May is over, and it felt like finally, knock on wood, I got a reprieve from some of the stuff that’s gone on this year. Between mourning my grandma, my mom’s cancer diagnosis, and some other personal stress, nothing truly remarkable happened! I went to LA for work, went out to Navy Pier to see some Nashville friends play, and even got to make it to a Cory Branan show. The older I get, the more I start to really enjoy May – it’s usually when I spend a lot of time planning out my summer, and just like last year, I’m so excited to be spending it in Chicago. It’s the king of street festivals and I love that there are so many fun, free ways to see the city!

This month my saved links echoed the theme of something I’ve been focusing on in therapy – you don’t have to carry around everyone’s crap, and you don’t even have to carry around your own crap.

The Cost of Losing Your Keys: Okay, this first one is less in the “theme” of the others, but I’m so proud of it – I’M FINALLY PUBLISHED ON THE BILLFOLD! It’s been my favorite blog for years (the only one that I can remember reading in every city I’ve lived in) and I would be lying if I didn’t think it was super cool that I’m published on the same site as Taylor Jenkins Reid now. Last summer I lost my house keys… and let’s just say, it’s cost a lot more than I would have thought it could. (My roommate would like to update the total with an additional $50 from when she locked herself out of the apartment and had to take a Lyft out to pick up our spares from my boyfriend.) Anyway, it’s been my goal to write for The Billfold for a really long time, and I’m so happy to have finally done it.

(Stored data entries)
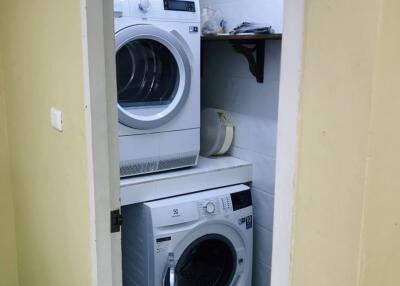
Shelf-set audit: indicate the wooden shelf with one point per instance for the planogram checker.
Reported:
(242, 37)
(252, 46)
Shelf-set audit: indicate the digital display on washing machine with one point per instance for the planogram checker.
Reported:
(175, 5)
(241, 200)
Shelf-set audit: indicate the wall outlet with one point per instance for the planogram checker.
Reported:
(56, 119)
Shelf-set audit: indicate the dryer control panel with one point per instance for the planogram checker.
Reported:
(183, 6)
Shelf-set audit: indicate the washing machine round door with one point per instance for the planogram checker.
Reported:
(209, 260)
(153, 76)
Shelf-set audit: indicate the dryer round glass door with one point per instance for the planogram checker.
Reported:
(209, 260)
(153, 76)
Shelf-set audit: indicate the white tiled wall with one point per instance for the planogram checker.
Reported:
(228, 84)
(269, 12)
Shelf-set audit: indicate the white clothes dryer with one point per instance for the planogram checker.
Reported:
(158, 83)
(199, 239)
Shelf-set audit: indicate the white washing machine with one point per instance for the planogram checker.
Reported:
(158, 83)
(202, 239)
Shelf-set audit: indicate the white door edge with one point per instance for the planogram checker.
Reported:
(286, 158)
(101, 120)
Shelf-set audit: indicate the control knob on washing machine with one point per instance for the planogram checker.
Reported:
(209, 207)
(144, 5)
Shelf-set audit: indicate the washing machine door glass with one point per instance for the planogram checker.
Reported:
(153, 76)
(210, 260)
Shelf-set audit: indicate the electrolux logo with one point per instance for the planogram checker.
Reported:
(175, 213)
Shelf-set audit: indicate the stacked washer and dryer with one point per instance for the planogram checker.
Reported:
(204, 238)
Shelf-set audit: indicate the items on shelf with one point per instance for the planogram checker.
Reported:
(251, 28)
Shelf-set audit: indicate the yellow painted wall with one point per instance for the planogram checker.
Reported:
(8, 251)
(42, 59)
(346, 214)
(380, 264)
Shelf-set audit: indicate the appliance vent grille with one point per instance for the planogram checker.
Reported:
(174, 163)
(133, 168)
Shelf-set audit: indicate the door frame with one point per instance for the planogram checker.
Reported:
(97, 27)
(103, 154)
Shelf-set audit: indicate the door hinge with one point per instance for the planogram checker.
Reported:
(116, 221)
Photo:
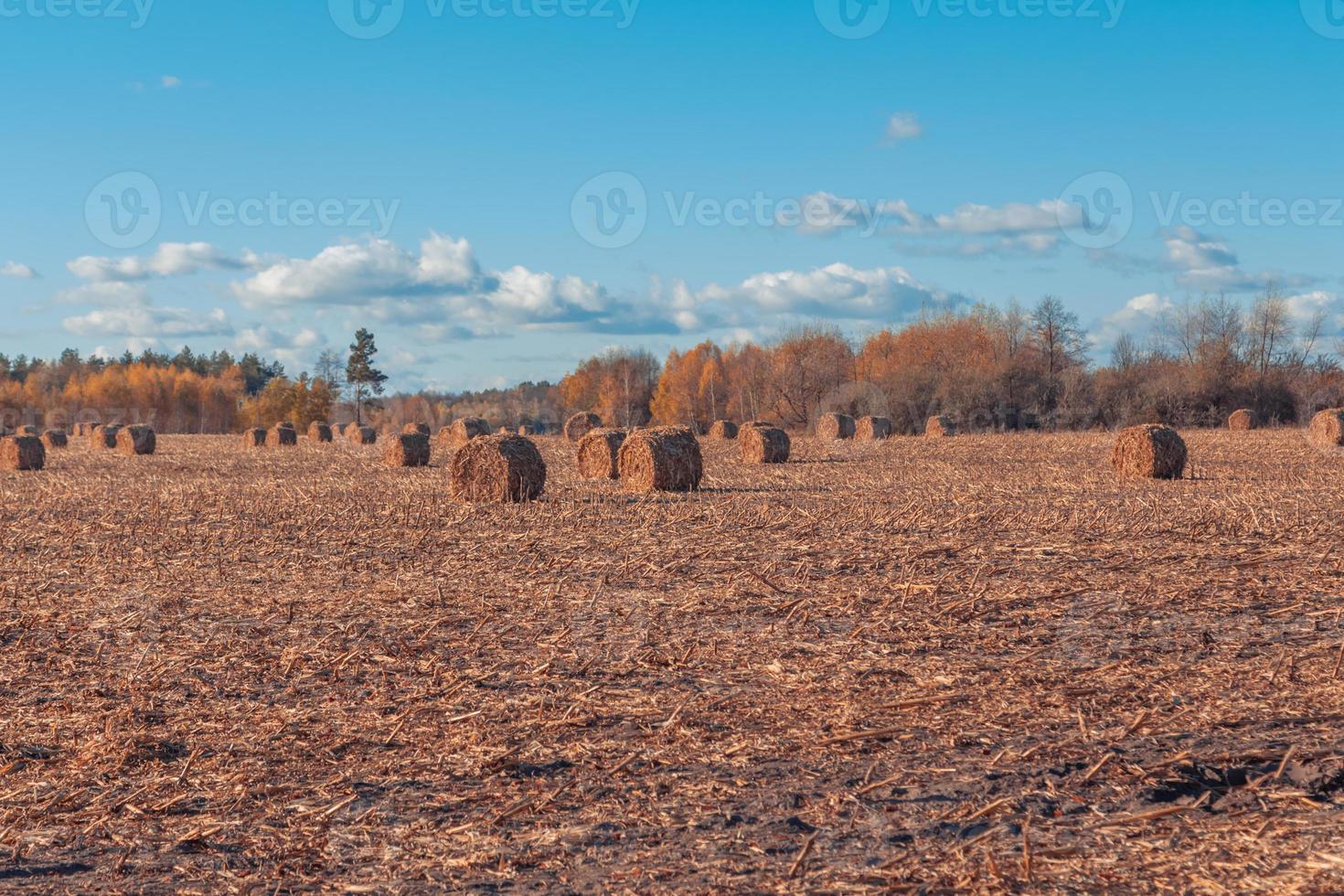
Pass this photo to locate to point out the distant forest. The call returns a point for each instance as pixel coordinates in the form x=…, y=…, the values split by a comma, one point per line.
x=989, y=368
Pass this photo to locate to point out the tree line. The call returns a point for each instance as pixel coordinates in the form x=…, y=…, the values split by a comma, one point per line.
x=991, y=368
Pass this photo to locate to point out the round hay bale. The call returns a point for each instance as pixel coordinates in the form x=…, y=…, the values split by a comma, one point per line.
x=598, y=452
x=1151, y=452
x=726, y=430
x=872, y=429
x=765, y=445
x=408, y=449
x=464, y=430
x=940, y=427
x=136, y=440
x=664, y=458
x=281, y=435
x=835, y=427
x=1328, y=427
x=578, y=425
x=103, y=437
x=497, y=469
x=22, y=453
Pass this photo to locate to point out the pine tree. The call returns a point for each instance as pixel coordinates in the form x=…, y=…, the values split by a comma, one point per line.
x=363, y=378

# Questions on the material:
A) According to the blog post, which site published the writer's piece on losing house keys?
B) Return the blog post text between "The Cost of" and "finally done it.", inclusive.
C) Summarize the blog post in two sentences.
These records were drawn from a separate source.

# Outputs for the tasks:
A) The Billfold

B)
The Cost of Losing Your Keys: Okay, this first one is less in the “theme” of the others, but I’m so proud of it – I’M FINALLY PUBLISHED ON THE BILLFOLD! It’s been my favorite blog for years (the only one that I can remember reading in every city I’ve lived in) and I would be lying if I didn’t think it was super cool that I’m published on the same site as Taylor Jenkins Reid now. Last summer I lost my house keys… and let’s just say, it’s cost a lot more than I would have thought it could. (My roommate would like to update the total with an additional $50 from when she locked herself out of the apartment and had to take a Lyft out to pick up our spares from my boyfriend.) Anyway, it’s been my goal to write for The Billfold for a really long time, and I’m so happy to have finally done it.

C) After a year that included mourning a grandmother and the writer's mother's cancer diagnosis, May brought a reprieve: a work trip to LA, friends playing at Navy Pier, a Cory Branan show, and plans for a summer in Chicago. The month's saved links echoed a theme from therapy about not carrying everyone's burdens, and the writer celebrates finally being published on The Billfold with a piece on the cost of losing house keys.